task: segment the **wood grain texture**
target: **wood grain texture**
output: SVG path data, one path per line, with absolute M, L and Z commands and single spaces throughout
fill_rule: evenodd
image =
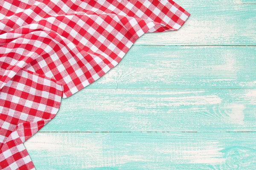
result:
M 175 1 L 180 30 L 143 35 L 25 142 L 37 170 L 255 169 L 256 2 Z
M 176 1 L 192 14 L 180 29 L 145 34 L 134 45 L 256 45 L 255 1 Z
M 86 88 L 251 88 L 256 73 L 256 47 L 134 46 Z
M 256 131 L 255 89 L 87 89 L 41 130 Z
M 256 138 L 255 133 L 40 133 L 25 144 L 38 170 L 253 170 Z

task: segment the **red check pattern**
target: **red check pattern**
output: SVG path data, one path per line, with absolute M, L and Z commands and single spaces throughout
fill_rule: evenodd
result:
M 177 30 L 171 0 L 0 1 L 0 167 L 35 169 L 23 143 L 68 97 L 102 76 L 147 32 Z

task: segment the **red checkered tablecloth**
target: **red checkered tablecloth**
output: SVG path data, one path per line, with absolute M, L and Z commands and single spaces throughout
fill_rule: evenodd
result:
M 35 169 L 23 144 L 61 97 L 102 76 L 145 33 L 178 30 L 171 0 L 0 1 L 0 168 Z

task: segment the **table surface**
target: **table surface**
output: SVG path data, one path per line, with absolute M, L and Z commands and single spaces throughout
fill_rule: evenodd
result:
M 176 2 L 180 30 L 143 35 L 25 143 L 37 170 L 255 169 L 256 1 Z

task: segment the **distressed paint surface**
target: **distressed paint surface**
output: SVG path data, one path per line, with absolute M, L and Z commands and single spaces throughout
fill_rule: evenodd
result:
M 180 30 L 146 34 L 134 45 L 256 45 L 255 0 L 251 4 L 236 3 L 237 0 L 180 1 L 192 14 Z
M 252 88 L 256 66 L 256 46 L 134 46 L 86 89 Z
M 256 131 L 255 89 L 84 89 L 41 132 Z
M 256 138 L 255 133 L 39 133 L 26 146 L 39 170 L 253 170 Z
M 25 142 L 37 170 L 255 169 L 256 2 L 175 2 L 180 30 L 143 36 Z

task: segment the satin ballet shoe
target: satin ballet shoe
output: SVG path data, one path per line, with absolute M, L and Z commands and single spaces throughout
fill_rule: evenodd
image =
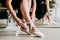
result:
M 44 34 L 41 33 L 35 26 L 34 26 L 35 29 L 33 29 L 34 28 L 34 27 L 32 27 L 34 25 L 33 23 L 28 23 L 28 24 L 30 24 L 29 25 L 29 32 L 31 34 L 35 35 L 36 37 L 44 37 Z M 33 30 L 35 30 L 35 31 L 33 31 Z
M 21 28 L 20 29 L 21 29 L 21 31 L 23 31 L 23 32 L 27 33 L 28 35 L 30 35 L 29 28 L 26 25 L 26 23 L 24 23 L 23 25 L 21 25 Z

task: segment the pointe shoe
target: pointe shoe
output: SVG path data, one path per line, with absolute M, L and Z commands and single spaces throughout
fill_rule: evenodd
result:
M 29 25 L 29 32 L 37 37 L 44 37 L 44 34 L 41 33 L 36 27 L 35 29 L 33 29 L 34 27 L 32 27 L 33 24 Z M 35 31 L 33 31 L 35 30 Z
M 30 35 L 29 28 L 26 25 L 26 23 L 24 23 L 23 25 L 21 25 L 21 28 L 20 29 L 21 29 L 21 31 L 23 31 L 23 32 L 27 33 L 28 35 Z

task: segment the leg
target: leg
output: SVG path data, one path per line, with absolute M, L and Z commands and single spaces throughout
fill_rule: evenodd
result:
M 29 32 L 36 35 L 36 36 L 43 37 L 44 35 L 36 28 L 36 26 L 34 25 L 34 23 L 32 22 L 32 20 L 30 18 L 30 15 L 29 15 L 30 8 L 28 7 L 29 6 L 28 2 L 31 3 L 31 0 L 29 0 L 29 1 L 23 0 L 23 3 L 22 3 L 23 13 L 22 14 L 23 14 L 26 22 L 29 23 Z

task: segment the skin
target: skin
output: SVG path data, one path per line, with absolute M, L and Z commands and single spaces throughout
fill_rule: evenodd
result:
M 47 12 L 46 12 L 45 16 L 48 18 L 48 21 L 50 21 L 50 15 L 49 15 L 49 0 L 46 0 L 46 8 L 47 8 Z
M 13 18 L 15 19 L 15 21 L 17 22 L 17 24 L 18 24 L 18 25 L 21 25 L 21 24 L 23 24 L 23 22 L 22 22 L 22 20 L 21 20 L 20 18 L 18 18 L 18 17 L 16 16 L 16 13 L 15 13 L 15 11 L 13 10 L 13 7 L 12 7 L 12 5 L 11 5 L 11 2 L 12 2 L 12 0 L 6 0 L 6 6 L 7 6 L 8 10 L 10 11 L 12 17 L 13 17 Z

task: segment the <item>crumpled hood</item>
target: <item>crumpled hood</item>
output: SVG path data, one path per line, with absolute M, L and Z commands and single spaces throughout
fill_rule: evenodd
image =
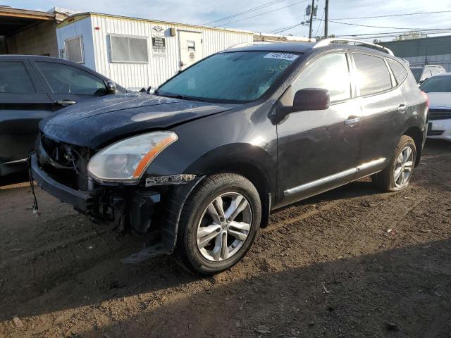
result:
M 41 121 L 39 129 L 54 140 L 98 148 L 122 136 L 168 128 L 235 106 L 147 93 L 107 95 L 67 107 Z
M 429 98 L 429 108 L 451 108 L 451 93 L 426 93 Z

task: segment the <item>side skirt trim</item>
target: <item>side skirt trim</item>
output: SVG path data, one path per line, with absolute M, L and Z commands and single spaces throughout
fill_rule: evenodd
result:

◇ ◇ ◇

Copy out again, unchanged, the lines from the one containing "task: segment the leg" through the one containing "M 13 18 L 15", including both of those lines.

task: segment the leg
target: leg
output: SVG path data, one path per line, with absolute M, L and Z commands and single spaces throughout
fill_rule: evenodd
result:
M 29 32 L 36 35 L 36 36 L 43 37 L 44 35 L 36 28 L 36 26 L 34 25 L 34 23 L 32 22 L 32 20 L 30 18 L 30 15 L 29 15 L 30 8 L 28 7 L 29 6 L 28 2 L 31 3 L 31 0 L 29 0 L 29 1 L 23 0 L 23 3 L 22 3 L 23 13 L 22 14 L 23 14 L 26 22 L 29 23 Z

task: segment the skin
target: skin
output: SVG path data, one path per line, with absolute M, L and Z commands and single spaces throughout
fill_rule: evenodd
result:
M 47 12 L 46 12 L 45 16 L 48 18 L 48 21 L 50 21 L 50 15 L 49 15 L 49 0 L 46 0 L 46 8 L 47 8 Z
M 13 18 L 15 19 L 15 21 L 17 22 L 17 24 L 18 24 L 18 25 L 21 25 L 21 24 L 23 24 L 23 22 L 22 22 L 22 20 L 21 20 L 20 18 L 18 18 L 18 17 L 16 16 L 16 13 L 15 13 L 15 11 L 13 10 L 13 7 L 12 7 L 12 5 L 11 5 L 11 2 L 12 2 L 12 0 L 6 0 L 6 6 L 7 6 L 8 10 L 10 11 L 12 17 L 13 17 Z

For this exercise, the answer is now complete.